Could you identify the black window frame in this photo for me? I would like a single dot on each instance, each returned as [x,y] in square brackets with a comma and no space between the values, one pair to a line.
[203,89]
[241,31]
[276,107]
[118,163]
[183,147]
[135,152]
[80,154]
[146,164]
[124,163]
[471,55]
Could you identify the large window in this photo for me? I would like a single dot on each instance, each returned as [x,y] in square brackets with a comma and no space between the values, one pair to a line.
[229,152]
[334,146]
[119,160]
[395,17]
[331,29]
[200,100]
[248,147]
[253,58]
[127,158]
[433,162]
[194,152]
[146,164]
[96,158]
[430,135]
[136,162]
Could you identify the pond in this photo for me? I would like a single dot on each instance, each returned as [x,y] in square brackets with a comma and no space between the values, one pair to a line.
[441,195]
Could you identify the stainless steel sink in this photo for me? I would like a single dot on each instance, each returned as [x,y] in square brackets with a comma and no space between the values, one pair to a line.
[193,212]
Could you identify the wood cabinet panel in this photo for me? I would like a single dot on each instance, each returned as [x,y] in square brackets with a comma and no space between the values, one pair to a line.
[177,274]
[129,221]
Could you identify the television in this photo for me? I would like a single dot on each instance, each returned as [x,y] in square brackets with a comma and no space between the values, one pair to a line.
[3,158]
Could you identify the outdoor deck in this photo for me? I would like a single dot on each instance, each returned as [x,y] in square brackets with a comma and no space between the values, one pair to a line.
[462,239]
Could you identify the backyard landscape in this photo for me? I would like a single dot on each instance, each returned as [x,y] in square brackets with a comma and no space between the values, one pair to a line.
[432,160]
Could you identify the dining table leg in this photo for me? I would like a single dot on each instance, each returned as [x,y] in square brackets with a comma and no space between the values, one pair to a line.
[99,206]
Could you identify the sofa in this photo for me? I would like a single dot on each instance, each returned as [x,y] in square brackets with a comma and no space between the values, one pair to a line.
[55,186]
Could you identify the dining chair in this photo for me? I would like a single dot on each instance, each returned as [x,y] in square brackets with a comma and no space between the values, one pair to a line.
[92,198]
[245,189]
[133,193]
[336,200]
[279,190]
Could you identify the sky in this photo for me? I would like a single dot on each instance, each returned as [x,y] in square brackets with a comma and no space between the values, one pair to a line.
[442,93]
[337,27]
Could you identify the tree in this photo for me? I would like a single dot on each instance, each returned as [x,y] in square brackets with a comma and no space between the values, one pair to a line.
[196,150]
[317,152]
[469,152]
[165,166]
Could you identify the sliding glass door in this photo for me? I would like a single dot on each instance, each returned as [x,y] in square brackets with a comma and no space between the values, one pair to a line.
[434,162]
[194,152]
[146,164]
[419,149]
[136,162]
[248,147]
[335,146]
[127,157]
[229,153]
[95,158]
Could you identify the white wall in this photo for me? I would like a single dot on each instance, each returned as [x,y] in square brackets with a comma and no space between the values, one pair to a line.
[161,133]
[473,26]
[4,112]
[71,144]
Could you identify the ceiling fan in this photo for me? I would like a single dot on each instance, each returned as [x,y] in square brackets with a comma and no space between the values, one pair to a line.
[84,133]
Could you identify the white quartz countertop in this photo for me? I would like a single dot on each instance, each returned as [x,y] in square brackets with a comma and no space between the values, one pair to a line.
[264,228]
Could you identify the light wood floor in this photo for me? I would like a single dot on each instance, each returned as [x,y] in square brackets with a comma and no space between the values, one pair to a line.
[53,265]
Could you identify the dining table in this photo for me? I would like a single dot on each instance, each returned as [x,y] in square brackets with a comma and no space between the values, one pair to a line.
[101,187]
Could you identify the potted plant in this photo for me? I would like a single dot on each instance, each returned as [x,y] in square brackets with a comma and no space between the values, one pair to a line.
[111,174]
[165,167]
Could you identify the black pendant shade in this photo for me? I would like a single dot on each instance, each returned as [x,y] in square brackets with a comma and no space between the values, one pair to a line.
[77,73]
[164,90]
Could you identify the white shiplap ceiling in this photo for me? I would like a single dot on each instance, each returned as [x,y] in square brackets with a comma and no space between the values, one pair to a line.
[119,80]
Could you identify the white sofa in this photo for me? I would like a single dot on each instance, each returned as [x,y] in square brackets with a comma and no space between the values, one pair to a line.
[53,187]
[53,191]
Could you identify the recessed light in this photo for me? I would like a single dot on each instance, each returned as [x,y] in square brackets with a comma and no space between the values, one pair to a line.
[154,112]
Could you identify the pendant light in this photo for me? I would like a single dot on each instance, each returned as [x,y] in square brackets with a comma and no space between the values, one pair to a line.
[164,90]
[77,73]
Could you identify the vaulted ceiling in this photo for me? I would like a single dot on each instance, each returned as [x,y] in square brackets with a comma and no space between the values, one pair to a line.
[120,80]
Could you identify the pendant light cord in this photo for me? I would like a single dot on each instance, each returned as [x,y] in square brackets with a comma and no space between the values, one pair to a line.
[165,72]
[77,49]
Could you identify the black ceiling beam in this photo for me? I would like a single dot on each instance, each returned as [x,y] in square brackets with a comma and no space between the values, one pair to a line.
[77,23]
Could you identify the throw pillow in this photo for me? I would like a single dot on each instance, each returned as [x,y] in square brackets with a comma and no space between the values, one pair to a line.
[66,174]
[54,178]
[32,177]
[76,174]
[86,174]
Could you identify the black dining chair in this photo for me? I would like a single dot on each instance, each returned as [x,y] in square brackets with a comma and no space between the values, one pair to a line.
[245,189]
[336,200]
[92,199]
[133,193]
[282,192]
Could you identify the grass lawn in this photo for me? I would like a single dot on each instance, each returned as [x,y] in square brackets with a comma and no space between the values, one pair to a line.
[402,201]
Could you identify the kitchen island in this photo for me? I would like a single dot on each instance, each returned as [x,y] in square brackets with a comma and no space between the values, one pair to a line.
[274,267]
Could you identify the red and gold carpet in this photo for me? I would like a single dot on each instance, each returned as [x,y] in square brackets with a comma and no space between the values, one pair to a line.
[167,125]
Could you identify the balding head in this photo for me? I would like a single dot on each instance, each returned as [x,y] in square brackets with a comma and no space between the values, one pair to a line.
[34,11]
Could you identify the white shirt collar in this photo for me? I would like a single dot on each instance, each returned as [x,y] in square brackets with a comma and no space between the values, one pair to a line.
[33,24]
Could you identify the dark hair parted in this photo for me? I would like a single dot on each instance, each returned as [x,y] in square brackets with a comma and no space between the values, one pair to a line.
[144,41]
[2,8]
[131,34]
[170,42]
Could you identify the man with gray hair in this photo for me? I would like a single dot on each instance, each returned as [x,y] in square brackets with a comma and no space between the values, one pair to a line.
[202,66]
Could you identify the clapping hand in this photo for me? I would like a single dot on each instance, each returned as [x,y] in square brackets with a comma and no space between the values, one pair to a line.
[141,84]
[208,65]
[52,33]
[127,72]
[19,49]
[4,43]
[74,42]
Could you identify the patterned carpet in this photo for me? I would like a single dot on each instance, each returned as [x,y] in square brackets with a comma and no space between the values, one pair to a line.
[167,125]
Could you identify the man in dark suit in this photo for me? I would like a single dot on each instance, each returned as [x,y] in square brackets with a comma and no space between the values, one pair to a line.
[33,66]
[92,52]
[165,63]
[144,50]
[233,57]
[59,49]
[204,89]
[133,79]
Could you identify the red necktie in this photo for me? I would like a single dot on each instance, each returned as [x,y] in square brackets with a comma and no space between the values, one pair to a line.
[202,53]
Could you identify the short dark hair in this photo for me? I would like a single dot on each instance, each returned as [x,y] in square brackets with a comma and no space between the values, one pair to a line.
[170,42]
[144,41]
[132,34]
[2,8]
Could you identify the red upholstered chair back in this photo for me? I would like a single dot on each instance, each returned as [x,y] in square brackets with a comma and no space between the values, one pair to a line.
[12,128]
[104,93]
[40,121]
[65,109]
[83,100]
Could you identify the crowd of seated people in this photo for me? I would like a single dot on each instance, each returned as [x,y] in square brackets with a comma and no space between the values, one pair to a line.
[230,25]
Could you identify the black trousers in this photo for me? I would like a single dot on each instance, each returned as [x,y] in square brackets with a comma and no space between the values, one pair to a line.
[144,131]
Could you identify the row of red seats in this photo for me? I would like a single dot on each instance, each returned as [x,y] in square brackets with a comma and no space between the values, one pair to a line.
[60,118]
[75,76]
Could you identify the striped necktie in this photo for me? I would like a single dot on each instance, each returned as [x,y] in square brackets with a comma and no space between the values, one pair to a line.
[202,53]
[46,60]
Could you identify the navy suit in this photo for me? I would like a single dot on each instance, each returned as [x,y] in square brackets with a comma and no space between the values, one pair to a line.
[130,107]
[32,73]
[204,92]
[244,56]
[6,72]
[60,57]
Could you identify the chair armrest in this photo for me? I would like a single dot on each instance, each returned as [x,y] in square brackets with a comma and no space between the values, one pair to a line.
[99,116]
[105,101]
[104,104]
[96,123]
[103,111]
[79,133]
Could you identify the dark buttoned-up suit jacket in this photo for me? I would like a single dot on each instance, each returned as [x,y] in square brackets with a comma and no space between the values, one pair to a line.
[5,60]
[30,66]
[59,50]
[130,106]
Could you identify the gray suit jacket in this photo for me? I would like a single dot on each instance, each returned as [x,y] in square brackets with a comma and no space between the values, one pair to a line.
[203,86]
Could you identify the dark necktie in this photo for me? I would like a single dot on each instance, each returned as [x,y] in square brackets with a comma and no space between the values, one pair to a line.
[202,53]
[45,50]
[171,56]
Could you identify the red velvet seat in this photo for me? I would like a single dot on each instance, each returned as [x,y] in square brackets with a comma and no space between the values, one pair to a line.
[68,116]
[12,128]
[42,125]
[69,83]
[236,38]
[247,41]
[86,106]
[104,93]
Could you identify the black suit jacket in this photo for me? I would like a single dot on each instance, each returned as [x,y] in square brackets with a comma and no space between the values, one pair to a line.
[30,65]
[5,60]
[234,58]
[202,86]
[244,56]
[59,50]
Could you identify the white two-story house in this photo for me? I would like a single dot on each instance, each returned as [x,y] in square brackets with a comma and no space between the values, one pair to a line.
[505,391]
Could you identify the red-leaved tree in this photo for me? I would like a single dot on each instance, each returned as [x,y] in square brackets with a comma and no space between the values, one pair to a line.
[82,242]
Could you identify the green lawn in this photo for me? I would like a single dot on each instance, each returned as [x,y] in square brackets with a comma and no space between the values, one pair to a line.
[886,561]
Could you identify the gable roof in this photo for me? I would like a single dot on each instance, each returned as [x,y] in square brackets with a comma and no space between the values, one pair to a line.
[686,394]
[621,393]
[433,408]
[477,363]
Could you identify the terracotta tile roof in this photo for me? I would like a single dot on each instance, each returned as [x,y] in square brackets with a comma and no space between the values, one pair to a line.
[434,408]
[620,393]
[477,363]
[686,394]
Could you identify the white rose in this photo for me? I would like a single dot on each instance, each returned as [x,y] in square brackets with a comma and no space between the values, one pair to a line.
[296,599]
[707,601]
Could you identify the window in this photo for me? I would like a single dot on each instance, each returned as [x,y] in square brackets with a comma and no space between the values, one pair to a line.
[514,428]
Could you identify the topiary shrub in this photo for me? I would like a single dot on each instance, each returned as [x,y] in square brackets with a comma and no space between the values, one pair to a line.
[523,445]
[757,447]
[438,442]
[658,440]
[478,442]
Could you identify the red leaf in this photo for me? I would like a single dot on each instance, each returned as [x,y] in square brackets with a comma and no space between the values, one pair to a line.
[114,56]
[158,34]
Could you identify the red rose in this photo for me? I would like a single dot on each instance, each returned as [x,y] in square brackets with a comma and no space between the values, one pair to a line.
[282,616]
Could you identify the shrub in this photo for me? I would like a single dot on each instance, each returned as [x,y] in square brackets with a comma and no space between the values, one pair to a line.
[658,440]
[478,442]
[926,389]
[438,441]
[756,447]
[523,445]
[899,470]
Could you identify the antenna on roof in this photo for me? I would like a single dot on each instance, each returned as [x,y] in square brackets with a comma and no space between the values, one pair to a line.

# # # # # # #

Set down, word for word, only the lines running from the line with "Could you identify the red rose" to the last line of the listing above. Both of those lines belong in your answer.

Could you identify the red rose in this photo for me? I would like a single dot on each instance, each returned as [x,y] in square brackets with a comma and no space between the values, one pair to a line.
[282,616]
Could you identify the shrub in this photo for me? I would like a single dot on each instance, each returned as [x,y] in square brackets with a comma and no space between the values, one pair to a line.
[658,440]
[478,442]
[926,389]
[438,441]
[756,447]
[523,445]
[899,470]
Could you identify the antenna on roof in this photo for me? I would like a single dot on each instance, each returned as [x,y] in square brackets with a comma and no space between the values, one pair to a line.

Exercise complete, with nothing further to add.